Exact copies are required of the lines from the line containing "pin: the asphalt" through the final line of the listing, both included, and of no other lines.

# RECORDS FOR THIS EXERCISE
____
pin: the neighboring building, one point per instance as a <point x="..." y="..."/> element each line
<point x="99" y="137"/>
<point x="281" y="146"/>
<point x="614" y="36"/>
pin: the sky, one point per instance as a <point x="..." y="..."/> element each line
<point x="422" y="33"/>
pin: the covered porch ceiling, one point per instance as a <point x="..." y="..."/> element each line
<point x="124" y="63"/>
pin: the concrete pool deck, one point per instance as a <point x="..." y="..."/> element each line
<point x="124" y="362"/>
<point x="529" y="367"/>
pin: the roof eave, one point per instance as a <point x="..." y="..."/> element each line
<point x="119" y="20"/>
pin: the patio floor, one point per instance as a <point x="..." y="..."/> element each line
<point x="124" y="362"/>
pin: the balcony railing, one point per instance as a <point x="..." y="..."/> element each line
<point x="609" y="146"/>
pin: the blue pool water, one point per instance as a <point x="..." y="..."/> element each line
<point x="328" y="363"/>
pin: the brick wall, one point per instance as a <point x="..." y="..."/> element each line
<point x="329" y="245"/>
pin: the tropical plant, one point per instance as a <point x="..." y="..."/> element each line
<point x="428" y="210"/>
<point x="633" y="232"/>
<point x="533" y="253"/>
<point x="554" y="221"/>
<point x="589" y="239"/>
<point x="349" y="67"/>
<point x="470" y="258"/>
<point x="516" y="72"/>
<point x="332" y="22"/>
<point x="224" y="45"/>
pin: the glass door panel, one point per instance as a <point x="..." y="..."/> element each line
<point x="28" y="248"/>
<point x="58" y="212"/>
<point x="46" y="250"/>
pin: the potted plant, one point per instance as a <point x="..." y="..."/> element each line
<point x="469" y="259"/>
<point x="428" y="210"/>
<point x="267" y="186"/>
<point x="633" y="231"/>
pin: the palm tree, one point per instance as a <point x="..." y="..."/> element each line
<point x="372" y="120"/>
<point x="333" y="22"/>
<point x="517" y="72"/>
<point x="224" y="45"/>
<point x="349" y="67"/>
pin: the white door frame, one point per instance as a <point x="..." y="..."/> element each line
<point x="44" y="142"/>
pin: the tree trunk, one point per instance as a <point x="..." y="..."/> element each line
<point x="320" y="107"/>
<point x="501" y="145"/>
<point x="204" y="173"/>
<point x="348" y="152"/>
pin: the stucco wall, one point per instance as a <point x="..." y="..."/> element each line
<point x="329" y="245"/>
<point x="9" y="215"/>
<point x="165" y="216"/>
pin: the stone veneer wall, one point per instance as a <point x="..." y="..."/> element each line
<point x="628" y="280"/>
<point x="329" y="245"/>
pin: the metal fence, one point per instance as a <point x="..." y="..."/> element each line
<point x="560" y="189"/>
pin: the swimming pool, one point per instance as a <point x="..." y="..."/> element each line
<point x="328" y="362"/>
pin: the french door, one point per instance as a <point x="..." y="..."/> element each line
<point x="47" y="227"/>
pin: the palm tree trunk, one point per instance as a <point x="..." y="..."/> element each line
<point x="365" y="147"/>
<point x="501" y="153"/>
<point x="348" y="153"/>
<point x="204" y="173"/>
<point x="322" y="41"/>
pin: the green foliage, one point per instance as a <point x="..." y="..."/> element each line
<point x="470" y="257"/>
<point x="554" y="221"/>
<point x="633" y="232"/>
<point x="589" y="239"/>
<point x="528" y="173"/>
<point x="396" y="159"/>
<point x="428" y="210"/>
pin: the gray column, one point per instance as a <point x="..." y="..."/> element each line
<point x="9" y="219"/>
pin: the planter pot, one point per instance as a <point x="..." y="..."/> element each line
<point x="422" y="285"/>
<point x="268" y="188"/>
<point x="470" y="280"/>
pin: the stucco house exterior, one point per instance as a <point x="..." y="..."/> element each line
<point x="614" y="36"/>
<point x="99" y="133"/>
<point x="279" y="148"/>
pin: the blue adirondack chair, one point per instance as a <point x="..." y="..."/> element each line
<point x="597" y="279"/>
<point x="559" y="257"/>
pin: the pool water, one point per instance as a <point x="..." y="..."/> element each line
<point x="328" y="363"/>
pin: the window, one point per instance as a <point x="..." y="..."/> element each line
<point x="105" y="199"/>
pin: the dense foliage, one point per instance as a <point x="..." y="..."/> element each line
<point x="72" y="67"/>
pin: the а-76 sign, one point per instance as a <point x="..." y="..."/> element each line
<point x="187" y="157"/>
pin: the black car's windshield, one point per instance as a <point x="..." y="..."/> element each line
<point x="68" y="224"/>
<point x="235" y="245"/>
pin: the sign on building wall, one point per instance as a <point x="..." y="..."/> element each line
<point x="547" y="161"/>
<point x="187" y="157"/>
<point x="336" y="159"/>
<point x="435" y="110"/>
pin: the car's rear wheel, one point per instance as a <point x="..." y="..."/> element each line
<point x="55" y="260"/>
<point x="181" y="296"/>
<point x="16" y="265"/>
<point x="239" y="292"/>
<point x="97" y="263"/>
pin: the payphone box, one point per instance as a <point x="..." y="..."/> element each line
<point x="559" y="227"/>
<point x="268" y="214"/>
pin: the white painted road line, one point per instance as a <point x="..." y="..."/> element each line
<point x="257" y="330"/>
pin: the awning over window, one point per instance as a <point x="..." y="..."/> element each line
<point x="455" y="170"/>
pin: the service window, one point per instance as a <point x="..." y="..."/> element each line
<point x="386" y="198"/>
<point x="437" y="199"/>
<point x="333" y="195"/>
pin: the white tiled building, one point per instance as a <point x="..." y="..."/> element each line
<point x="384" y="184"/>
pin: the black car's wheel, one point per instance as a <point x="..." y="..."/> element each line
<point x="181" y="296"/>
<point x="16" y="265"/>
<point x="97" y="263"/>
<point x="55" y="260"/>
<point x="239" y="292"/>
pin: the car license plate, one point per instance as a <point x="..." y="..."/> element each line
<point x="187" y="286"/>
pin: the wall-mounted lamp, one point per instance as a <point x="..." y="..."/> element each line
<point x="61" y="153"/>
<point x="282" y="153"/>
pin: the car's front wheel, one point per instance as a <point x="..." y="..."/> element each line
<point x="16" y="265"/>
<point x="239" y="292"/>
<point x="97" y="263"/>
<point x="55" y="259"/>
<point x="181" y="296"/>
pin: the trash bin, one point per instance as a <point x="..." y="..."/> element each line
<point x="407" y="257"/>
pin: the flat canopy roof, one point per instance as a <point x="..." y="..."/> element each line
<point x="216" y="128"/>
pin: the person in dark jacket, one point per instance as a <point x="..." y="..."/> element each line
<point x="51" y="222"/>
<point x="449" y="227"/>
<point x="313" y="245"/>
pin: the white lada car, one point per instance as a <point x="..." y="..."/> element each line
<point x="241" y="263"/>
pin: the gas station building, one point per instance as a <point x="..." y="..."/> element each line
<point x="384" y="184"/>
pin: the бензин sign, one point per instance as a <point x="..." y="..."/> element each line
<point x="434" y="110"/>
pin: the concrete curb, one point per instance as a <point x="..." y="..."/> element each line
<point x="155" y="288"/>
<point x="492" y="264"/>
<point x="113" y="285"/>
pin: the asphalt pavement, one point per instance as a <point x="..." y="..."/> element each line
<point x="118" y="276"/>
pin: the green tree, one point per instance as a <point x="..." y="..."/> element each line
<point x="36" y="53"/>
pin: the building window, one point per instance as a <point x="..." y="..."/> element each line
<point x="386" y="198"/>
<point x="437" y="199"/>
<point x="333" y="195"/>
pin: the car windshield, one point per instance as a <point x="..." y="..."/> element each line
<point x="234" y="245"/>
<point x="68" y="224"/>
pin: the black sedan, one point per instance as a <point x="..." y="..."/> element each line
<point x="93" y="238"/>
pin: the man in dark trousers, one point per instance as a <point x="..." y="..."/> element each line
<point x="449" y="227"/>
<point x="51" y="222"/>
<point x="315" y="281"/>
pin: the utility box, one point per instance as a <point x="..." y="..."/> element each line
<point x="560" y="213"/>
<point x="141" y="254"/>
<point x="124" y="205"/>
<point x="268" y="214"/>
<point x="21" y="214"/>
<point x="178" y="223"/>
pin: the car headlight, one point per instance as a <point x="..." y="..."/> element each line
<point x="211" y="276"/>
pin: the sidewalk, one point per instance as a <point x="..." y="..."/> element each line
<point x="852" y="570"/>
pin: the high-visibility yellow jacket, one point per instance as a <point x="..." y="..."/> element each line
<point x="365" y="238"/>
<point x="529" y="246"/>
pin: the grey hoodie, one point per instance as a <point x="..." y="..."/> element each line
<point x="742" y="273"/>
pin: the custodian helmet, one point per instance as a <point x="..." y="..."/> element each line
____
# REPLY
pin: the asphalt pavement, one point per instance as a <point x="..." y="..."/> element each line
<point x="118" y="276"/>
pin: the green tree, one point per instance as a <point x="..." y="..."/> element each line
<point x="36" y="53"/>
pin: the building window, one point per instance as a <point x="..." y="..."/> element each line
<point x="386" y="198"/>
<point x="437" y="199"/>
<point x="333" y="195"/>
pin: the car windshield, one point per instance as a <point x="..." y="..."/> element each line
<point x="234" y="245"/>
<point x="68" y="224"/>
pin: the black sedan, one point per instance as a <point x="..." y="..."/> element each line
<point x="93" y="238"/>
pin: the man in dark trousers, one point per instance as a <point x="..." y="..."/> element each line
<point x="449" y="227"/>
<point x="51" y="222"/>
<point x="315" y="281"/>
pin: the utility box, one point per instance as a <point x="..." y="..."/> element each line
<point x="560" y="213"/>
<point x="141" y="254"/>
<point x="124" y="205"/>
<point x="268" y="214"/>
<point x="21" y="214"/>
<point x="178" y="223"/>
pin: the car headlight, one point per instance as a <point x="..." y="..."/> element each line
<point x="211" y="276"/>
pin: the sidewalk, one point per instance as a <point x="..." y="..."/> element each line
<point x="852" y="570"/>
pin: the high-visibility yellow jacket, one point per instance as a <point x="..." y="..."/> element each line
<point x="365" y="238"/>
<point x="529" y="246"/>
pin: the grey hoodie, one point per instance as a <point x="..." y="..."/> element each line
<point x="742" y="273"/>
pin: the custodian helmet, one point per instance as a <point x="..." y="..."/> element each line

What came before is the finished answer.